## Given problem:
Find every line in the entries below that contains the string "metal", and copy each such line. Treat the match as case-sensitive.

## Begin Dataset excerpts

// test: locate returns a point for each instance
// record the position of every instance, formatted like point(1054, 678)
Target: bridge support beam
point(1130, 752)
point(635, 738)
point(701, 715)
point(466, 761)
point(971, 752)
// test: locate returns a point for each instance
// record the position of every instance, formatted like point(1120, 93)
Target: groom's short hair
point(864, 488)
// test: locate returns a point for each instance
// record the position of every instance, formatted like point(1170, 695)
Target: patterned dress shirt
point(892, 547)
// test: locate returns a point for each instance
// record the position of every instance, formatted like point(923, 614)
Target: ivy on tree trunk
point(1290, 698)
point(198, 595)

## End Dataset excerpts
## Begin Dataset excerpts

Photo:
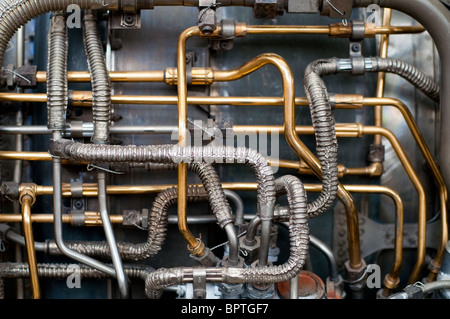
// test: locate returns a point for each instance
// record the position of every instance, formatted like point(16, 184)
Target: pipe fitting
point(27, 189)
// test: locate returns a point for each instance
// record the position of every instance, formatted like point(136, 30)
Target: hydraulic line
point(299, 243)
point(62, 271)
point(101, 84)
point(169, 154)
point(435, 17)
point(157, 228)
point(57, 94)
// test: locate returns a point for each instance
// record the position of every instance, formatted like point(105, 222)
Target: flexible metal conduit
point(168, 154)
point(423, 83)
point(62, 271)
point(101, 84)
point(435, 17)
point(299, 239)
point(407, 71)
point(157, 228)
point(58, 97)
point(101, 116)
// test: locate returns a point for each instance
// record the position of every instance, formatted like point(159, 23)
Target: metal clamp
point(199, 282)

## End Dataset excerpts
## Begin Dataset excerpts

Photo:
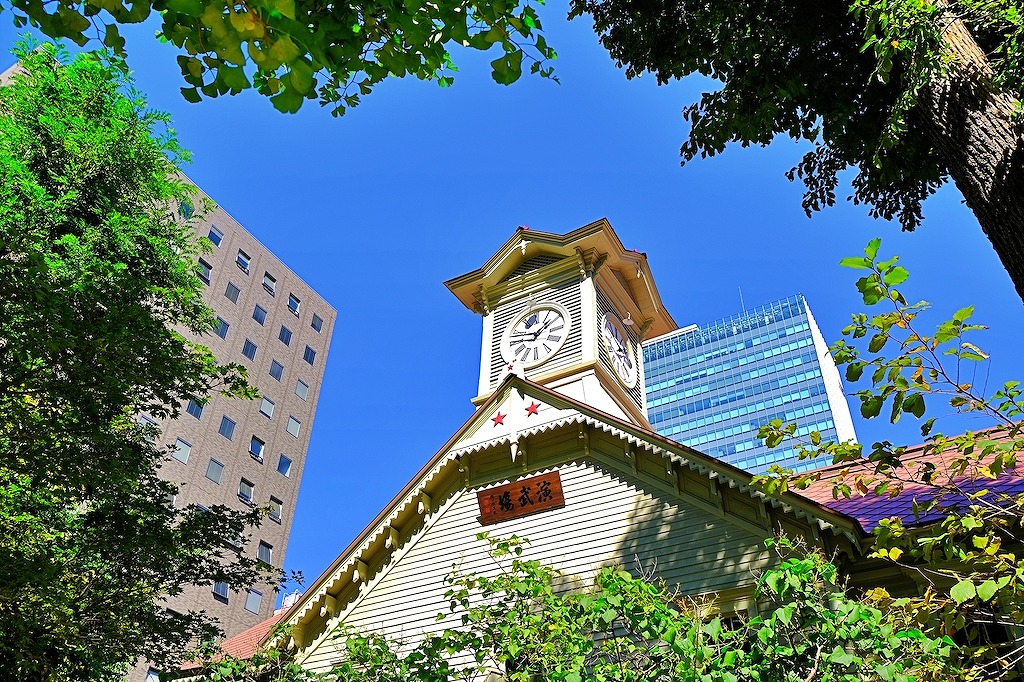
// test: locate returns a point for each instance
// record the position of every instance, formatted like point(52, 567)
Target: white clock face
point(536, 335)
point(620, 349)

## End Dataset excerpts

## Task output:
Target: flexible metal conduit
Target: metal clamp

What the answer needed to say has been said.